Source records
+ + + +

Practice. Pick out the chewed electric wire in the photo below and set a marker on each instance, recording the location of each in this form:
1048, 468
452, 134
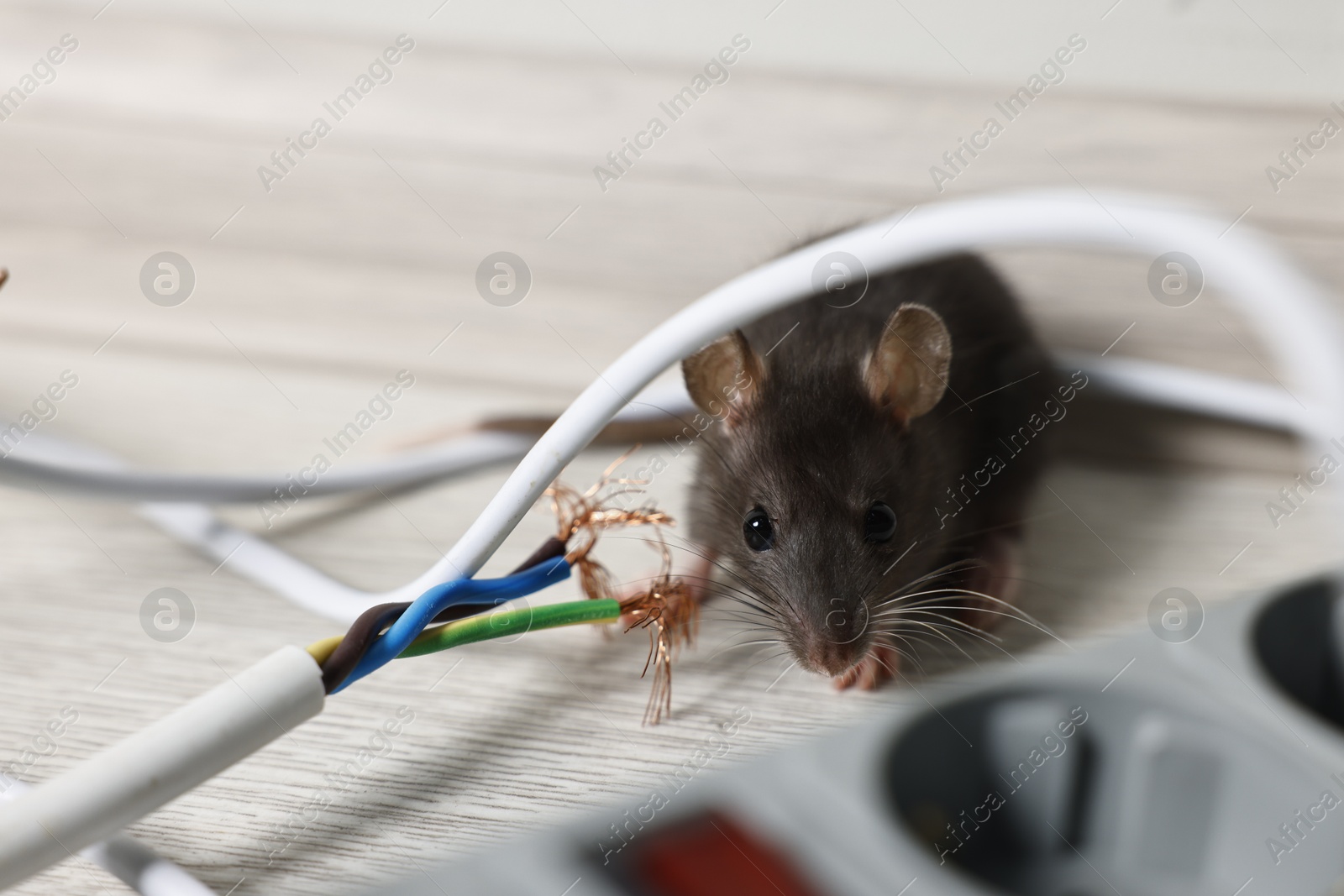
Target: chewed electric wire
467, 610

+ + + +

**What the task requires**
Reproduce every line of the items above word for word, leaving out the pictures.

**Solution to this problem**
Practice. Pick out the chewed electric wire in the photo below and set a marker on each instance, recording the location of each in this form:
1048, 468
452, 134
Target: chewed electric wire
467, 610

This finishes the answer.